_Aim of the exercise_. Your task is to transcribe all the entries exactly, excluding pictures.

_Input_.
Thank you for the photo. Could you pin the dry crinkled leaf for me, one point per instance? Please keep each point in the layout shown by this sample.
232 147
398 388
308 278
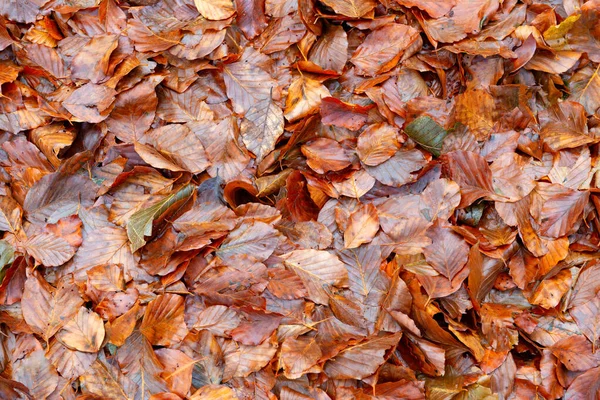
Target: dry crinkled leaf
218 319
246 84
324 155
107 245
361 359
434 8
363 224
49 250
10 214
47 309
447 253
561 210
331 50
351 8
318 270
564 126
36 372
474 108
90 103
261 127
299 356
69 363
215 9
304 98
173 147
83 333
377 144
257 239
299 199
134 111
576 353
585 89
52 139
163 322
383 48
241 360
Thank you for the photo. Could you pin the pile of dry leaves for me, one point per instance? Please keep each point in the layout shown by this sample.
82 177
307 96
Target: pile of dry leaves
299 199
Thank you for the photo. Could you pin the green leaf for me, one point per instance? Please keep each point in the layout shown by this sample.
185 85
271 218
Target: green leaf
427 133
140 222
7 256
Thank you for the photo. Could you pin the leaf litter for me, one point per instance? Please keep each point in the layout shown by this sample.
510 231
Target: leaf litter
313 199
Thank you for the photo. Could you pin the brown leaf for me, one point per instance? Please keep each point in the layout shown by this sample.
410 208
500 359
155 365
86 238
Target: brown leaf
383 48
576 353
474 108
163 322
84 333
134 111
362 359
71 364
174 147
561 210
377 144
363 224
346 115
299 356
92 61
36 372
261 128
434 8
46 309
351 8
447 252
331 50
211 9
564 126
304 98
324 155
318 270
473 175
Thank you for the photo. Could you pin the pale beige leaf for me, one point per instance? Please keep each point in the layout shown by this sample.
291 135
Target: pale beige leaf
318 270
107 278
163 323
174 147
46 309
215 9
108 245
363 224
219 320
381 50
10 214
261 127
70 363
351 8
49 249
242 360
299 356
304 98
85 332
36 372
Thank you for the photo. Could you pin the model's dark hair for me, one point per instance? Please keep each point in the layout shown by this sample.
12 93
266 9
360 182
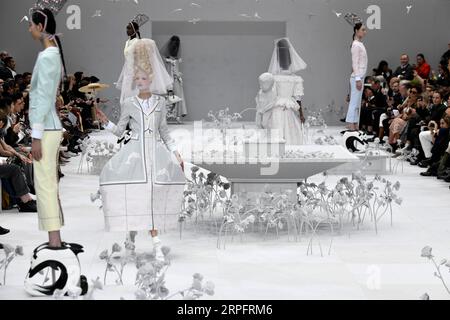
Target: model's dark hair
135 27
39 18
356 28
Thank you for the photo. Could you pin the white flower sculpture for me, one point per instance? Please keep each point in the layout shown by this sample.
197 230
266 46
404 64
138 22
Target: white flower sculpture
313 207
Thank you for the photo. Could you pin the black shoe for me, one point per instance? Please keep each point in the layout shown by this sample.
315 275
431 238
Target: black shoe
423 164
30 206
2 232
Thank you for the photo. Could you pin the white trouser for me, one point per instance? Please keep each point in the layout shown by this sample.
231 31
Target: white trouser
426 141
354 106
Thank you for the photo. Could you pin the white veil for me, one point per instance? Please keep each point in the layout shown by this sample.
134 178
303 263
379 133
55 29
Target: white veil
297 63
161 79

_Written answer_.
Thank you for the photo. Could you pin the dry crinkled leaf for me, one point per instance? Please keep each point in the layout shown by this sample.
232 147
398 388
308 278
Target: dry crinkled leaf
218 319
246 84
324 155
107 245
361 359
434 8
363 224
49 250
10 214
47 309
447 253
561 210
331 50
351 8
318 270
564 126
36 372
474 108
90 103
261 127
299 356
69 363
215 9
304 98
173 147
83 333
377 144
257 239
299 199
134 111
576 353
585 89
52 139
163 322
383 48
241 360
Thank you for the photo. Could you pin the pile of dry leaves for me, one point per instance? Please keep each point in the layout shown by this sample.
82 177
307 96
Target: pile of dry leaves
299 199
Thank you for the photo. Could you pin the green leaf for me, one point per instance? Please keep each point in the layout shown by this sample.
185 85
271 218
Target: green leaf
427 133
140 222
7 256
Thank you for the photo. Could you pin the leaf litter for me, one point per instance? Please keep each point in the layout shown by this sample.
510 231
Target: leaf litter
313 199
Thank you for the photo. Could you pin the brown leaf for me, one point per instance? Please keep each point in the layout shown by this sample.
410 208
500 359
155 365
86 238
Target: brown leaf
383 48
576 353
474 108
163 322
84 333
134 111
362 359
71 364
174 147
561 210
377 144
363 224
346 115
299 356
92 61
36 372
261 128
434 8
46 309
351 8
447 252
331 50
211 9
564 126
304 98
324 155
318 270
473 175
Thank you for the photo. Could you pin the pale beige leaf for me, one point per instance? Please keep each point in the layout shown by this sample.
291 135
Target: pale beige leaf
318 270
107 278
163 323
174 147
46 309
215 9
108 245
363 224
219 320
381 50
10 214
261 127
70 363
351 8
49 249
242 360
299 356
304 98
85 332
36 372
Thank you for the photo. Could you pin the model's dark hair for me, one point per instance? Please keep each point in the layout shown by this sample.
12 93
266 9
360 182
Target: model's dark hair
135 27
39 18
356 28
Thank you for the photo. Could you pin the white flower sculpture for me, one point per instance? Please keep each point in the layout shown by this sample.
197 230
266 46
404 64
138 22
Target: white flower sculpture
313 207
Thank you for the photo. Could you pin the black shoe for me, one point per instance? Please keep each point in the layout shown by this sample.
315 275
431 238
Target: black shoe
423 164
30 206
2 232
Thank you for the photo. Could you pin the white trouser for me, one point per instance? Please keep each point in the layout shown by this sample.
231 31
Target: white trouser
426 141
354 106
Thank you for the photo. Could you pin the white veil for me, one point per instance? Please keep each point in the layout shown by this sample.
134 178
303 263
379 133
55 29
Target: white veil
297 63
161 79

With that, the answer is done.